(Records drawn from a dataset)
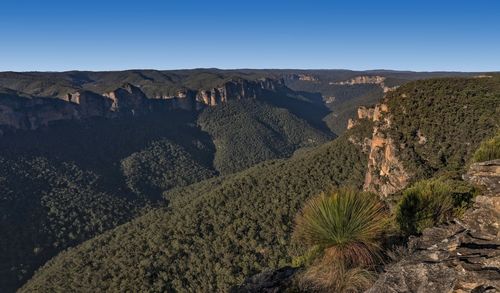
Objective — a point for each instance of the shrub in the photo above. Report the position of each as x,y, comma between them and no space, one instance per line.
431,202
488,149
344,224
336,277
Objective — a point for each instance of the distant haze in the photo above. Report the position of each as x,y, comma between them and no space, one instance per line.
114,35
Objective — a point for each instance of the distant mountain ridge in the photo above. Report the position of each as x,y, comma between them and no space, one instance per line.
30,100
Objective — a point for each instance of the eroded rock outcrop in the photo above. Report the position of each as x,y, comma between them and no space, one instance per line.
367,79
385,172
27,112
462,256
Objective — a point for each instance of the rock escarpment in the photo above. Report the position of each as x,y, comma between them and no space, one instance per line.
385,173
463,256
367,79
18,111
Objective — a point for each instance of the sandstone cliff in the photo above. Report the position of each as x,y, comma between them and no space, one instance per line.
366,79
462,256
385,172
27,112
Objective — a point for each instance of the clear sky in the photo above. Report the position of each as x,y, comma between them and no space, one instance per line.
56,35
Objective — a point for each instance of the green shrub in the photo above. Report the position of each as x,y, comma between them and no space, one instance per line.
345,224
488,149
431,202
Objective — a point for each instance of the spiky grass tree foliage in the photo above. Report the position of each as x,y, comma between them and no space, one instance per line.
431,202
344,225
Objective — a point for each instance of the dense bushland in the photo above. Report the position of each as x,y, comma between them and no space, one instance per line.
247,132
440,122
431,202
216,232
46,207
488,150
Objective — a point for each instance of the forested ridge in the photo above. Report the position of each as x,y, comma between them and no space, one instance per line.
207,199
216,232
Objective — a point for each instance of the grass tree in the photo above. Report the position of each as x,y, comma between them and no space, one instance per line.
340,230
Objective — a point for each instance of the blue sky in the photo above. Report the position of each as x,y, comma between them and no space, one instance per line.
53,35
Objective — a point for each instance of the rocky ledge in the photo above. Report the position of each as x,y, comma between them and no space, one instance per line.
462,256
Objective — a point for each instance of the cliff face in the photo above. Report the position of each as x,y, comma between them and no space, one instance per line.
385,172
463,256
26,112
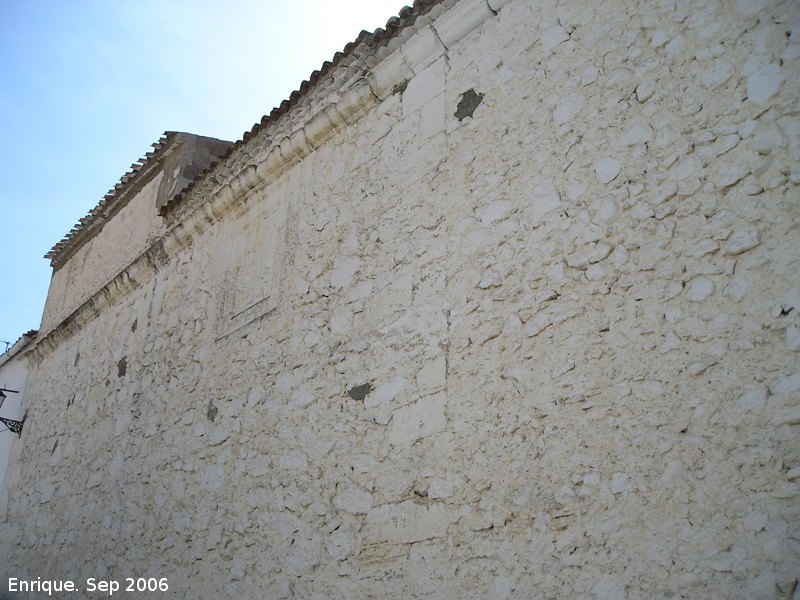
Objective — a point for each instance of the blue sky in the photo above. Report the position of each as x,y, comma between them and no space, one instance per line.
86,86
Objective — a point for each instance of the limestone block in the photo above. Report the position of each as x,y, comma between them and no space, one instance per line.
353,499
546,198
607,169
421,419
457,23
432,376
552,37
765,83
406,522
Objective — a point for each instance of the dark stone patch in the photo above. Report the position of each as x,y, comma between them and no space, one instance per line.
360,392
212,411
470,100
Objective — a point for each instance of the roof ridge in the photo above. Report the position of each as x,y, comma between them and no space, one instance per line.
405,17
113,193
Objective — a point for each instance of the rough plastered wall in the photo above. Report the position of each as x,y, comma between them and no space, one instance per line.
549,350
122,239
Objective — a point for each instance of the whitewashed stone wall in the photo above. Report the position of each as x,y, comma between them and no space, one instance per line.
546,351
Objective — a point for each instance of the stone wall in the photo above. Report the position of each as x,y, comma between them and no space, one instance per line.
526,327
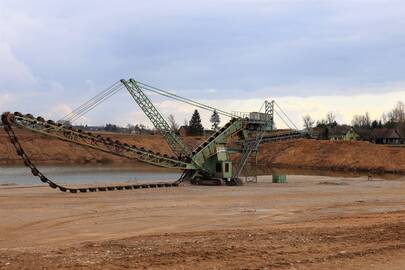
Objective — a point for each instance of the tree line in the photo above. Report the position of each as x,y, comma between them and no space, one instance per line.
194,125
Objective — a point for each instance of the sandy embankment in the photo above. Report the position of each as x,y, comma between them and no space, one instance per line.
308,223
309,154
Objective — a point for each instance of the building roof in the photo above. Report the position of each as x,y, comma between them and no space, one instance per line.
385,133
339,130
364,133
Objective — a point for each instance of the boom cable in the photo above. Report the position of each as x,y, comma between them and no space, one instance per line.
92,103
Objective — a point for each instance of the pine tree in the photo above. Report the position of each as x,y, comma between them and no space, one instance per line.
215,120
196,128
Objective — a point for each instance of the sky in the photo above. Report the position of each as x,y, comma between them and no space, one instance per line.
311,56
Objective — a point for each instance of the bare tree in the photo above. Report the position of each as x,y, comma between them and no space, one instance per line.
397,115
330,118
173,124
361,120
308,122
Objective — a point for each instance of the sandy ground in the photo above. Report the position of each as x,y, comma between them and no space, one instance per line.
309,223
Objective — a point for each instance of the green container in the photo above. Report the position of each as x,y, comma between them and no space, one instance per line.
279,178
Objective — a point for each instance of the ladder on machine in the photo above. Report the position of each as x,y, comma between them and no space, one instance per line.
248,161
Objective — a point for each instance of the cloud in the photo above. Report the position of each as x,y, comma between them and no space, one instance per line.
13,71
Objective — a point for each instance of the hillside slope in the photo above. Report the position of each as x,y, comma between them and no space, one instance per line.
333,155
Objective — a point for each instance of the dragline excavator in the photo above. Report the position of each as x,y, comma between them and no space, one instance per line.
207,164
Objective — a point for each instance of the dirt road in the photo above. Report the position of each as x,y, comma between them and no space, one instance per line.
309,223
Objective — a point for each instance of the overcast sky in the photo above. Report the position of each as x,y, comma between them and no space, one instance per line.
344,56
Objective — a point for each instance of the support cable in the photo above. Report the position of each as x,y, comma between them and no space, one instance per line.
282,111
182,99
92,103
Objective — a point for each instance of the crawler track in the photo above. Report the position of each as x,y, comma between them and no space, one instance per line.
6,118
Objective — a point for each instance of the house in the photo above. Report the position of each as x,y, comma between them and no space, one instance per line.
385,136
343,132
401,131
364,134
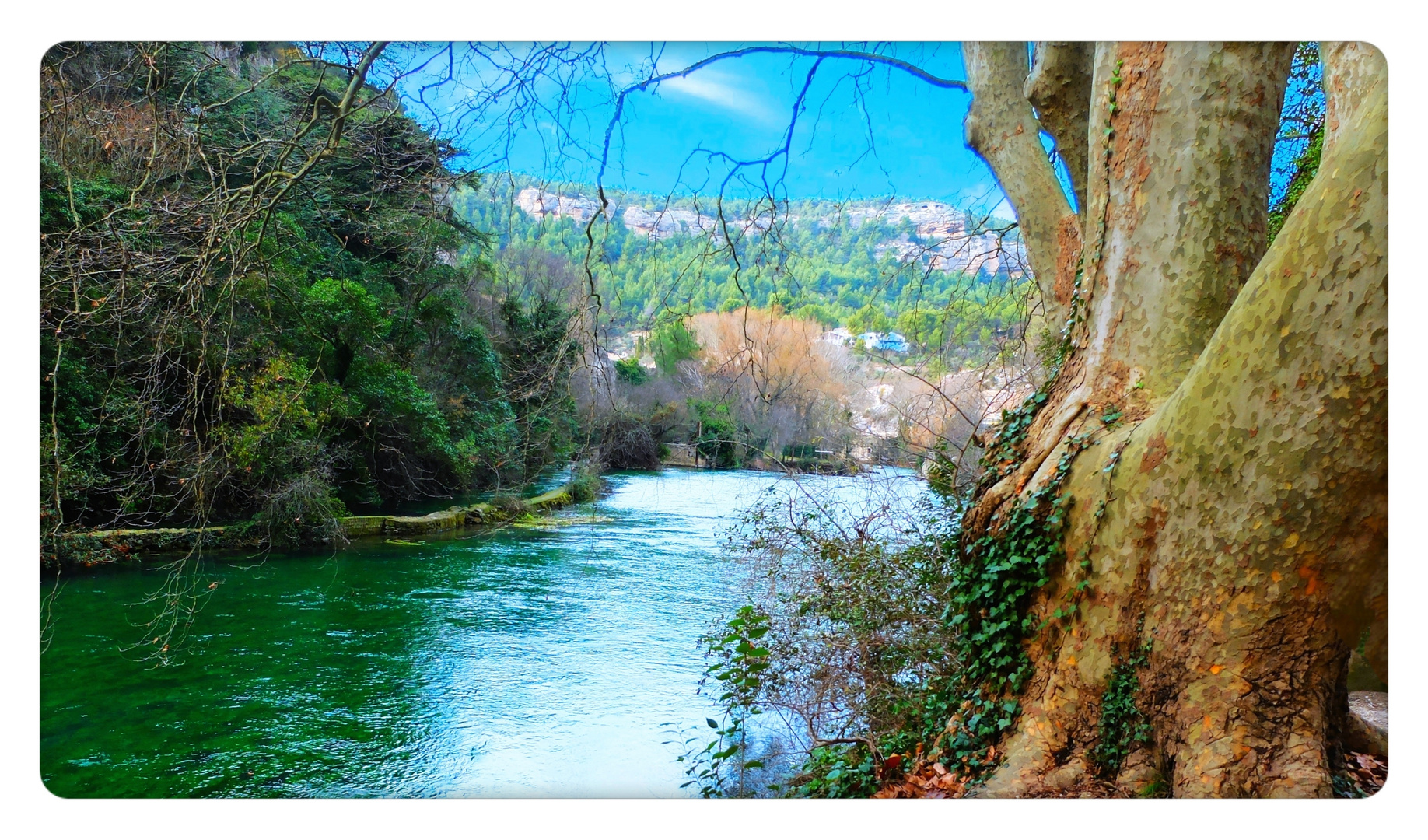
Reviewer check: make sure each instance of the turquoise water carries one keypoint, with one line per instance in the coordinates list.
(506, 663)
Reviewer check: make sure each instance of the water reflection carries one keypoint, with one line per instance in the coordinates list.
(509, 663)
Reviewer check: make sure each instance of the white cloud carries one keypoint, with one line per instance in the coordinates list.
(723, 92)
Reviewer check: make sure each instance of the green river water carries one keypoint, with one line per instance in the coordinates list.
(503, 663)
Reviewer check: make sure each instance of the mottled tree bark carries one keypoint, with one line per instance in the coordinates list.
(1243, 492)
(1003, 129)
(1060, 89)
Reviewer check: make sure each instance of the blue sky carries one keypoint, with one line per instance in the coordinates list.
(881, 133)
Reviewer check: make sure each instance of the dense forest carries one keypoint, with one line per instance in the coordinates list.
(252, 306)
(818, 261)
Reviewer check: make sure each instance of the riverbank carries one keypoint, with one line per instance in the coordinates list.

...

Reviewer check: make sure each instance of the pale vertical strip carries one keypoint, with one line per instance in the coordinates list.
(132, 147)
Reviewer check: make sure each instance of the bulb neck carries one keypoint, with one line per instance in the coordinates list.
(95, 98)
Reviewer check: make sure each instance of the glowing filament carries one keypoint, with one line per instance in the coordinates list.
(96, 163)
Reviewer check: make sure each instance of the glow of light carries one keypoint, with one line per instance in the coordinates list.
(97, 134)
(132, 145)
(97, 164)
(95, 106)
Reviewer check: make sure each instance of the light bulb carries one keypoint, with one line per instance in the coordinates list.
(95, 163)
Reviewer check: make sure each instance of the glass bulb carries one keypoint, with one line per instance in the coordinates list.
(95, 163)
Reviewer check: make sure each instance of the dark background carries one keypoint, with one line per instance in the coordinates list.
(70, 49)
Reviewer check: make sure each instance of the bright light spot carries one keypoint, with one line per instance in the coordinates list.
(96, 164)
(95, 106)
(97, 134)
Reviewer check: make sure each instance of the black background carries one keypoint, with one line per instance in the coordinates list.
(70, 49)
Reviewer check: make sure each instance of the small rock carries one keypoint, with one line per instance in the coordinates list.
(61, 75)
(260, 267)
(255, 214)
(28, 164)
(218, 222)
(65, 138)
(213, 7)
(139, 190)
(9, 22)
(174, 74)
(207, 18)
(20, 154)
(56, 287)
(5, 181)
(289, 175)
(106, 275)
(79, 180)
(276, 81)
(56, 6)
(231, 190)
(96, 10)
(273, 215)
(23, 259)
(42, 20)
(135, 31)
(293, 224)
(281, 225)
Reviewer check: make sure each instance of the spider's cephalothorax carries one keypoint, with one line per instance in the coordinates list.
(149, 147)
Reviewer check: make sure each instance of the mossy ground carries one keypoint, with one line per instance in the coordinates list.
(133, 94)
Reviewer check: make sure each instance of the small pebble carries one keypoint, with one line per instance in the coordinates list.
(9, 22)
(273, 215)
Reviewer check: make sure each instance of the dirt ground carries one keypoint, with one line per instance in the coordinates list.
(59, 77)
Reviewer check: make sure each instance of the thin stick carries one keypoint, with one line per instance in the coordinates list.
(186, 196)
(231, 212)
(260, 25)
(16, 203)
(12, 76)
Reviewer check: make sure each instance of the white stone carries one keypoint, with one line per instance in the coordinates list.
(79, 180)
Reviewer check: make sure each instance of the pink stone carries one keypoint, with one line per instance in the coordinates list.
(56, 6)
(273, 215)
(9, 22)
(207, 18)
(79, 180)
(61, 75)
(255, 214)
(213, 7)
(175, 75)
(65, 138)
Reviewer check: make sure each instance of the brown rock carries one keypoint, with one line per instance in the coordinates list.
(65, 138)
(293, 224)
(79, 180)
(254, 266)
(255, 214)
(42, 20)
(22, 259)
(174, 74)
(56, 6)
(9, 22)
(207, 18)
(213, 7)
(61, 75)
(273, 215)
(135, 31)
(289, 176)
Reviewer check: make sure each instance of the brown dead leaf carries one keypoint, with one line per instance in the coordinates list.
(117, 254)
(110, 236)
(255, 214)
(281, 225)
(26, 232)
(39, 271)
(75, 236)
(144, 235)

...

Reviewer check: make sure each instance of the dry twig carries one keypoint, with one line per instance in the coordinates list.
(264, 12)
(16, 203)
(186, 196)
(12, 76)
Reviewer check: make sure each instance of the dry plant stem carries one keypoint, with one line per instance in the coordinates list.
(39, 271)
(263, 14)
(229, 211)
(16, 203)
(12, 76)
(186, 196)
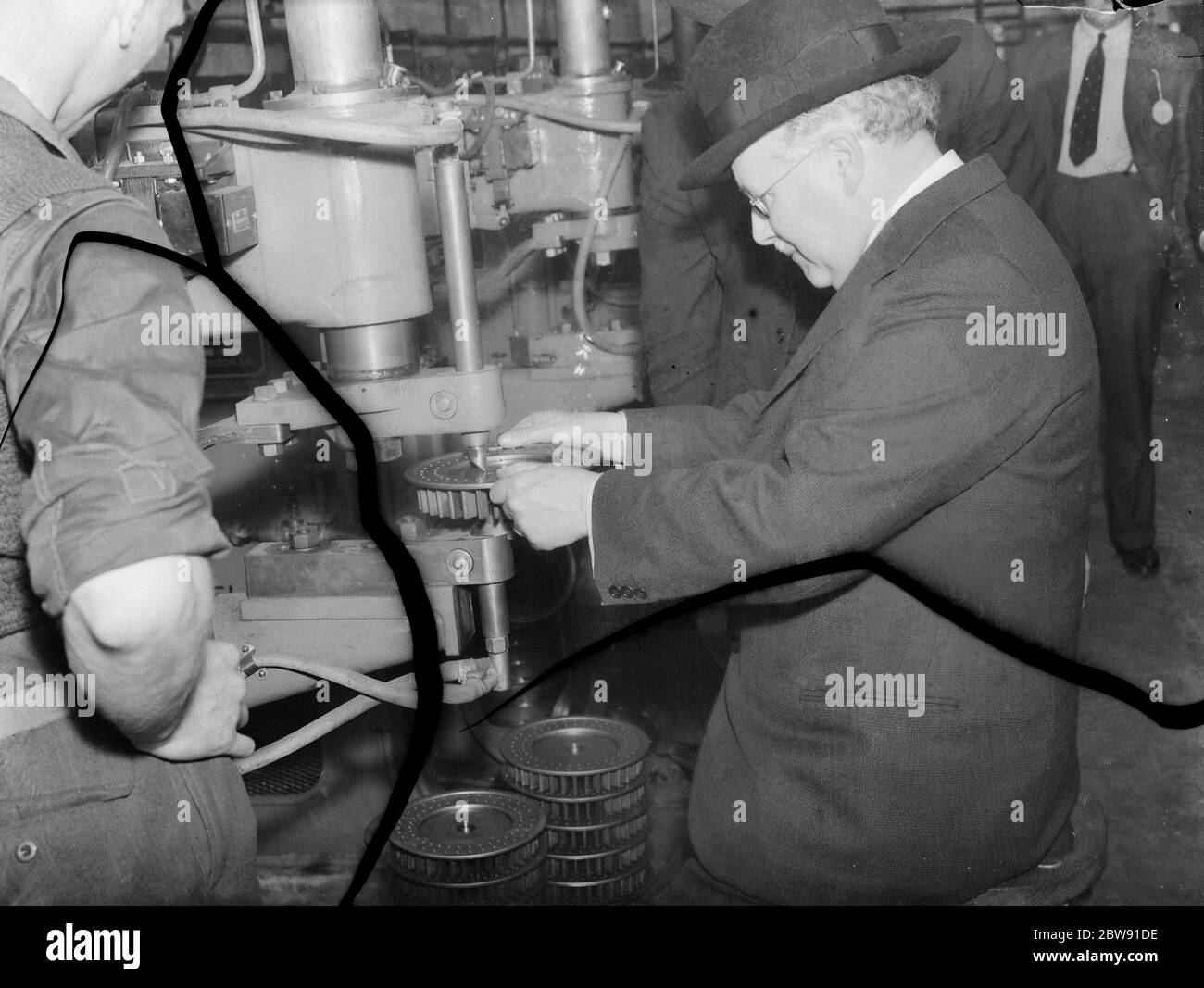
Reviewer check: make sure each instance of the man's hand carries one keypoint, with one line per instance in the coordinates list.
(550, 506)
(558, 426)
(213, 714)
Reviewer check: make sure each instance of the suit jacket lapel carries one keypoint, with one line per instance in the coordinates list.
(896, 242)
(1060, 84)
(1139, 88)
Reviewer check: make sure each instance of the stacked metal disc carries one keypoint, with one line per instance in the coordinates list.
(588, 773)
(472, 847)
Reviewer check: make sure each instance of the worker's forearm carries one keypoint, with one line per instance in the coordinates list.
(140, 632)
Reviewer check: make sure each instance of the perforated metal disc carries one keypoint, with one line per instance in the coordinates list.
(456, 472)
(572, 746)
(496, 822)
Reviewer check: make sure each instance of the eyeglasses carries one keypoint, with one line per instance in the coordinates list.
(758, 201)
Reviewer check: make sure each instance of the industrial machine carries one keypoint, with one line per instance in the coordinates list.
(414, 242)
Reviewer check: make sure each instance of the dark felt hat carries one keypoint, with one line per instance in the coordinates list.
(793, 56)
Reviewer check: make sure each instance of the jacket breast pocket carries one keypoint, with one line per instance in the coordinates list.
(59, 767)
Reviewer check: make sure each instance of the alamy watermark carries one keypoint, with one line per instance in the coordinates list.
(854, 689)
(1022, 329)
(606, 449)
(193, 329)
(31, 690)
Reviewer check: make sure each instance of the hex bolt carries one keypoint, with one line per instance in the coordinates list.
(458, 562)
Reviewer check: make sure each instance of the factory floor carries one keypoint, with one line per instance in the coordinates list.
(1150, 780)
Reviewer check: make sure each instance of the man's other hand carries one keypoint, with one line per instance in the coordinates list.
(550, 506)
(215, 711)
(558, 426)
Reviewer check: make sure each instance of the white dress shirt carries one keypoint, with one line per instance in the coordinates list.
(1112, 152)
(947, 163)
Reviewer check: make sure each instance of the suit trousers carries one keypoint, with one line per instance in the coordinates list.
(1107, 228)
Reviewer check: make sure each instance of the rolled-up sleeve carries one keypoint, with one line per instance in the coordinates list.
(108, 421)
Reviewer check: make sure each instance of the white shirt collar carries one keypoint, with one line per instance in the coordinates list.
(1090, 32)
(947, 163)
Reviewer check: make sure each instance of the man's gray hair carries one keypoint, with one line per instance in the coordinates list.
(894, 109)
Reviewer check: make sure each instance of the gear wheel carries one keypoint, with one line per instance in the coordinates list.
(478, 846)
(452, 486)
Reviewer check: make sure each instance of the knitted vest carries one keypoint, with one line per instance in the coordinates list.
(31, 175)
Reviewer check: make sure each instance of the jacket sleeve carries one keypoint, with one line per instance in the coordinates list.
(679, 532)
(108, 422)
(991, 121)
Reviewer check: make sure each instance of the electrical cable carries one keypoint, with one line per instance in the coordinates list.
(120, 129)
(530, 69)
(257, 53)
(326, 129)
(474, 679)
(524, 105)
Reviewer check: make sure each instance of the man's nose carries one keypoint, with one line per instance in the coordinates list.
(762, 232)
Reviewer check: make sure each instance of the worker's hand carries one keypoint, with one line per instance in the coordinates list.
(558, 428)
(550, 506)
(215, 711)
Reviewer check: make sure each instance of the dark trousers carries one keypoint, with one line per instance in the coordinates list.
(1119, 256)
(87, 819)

*Try it*: Starting at the line above that contains "Reviewer check: make sure each instance of the turquoise", write out each line exactly until the line that contains "Reviewer check: make sure each instance of the riverbank" has been written, and stop there.

*Expected answer*:
Reviewer check: make sure each instance of the turquoise water carries one keypoint, with one line per instance in the coordinates list.
(506, 663)
Reviewer check: make sure each instance of the water reflection carries one keypoint, with one line per instance in the coordinates list.
(509, 663)
Reviewer check: make sure each instance of the white cloud carries one keypoint, with one line per instance in the coordinates list.
(723, 92)
Reviewer check: make sure each instance of the green river water carries one keypoint, with one line per instance in the coordinates list.
(503, 663)
Reviewer check: make sure each instance of the mottled tree bark carries one keypoint, with one line per instance in the coordinates list.
(1243, 492)
(1003, 129)
(1060, 89)
Reviewer check: make sure each instance of the blue sky carries one keypoint, with one line per instance in the coordinates list.
(881, 133)
Reviewer check: make sure each instance of the dense forest carries one keypoint, with one line per instance in the coordinates list.
(252, 306)
(818, 261)
Reviewer check: make sure each instance of the riverbank carries one keypoint, with one line per instance in the coordinates list.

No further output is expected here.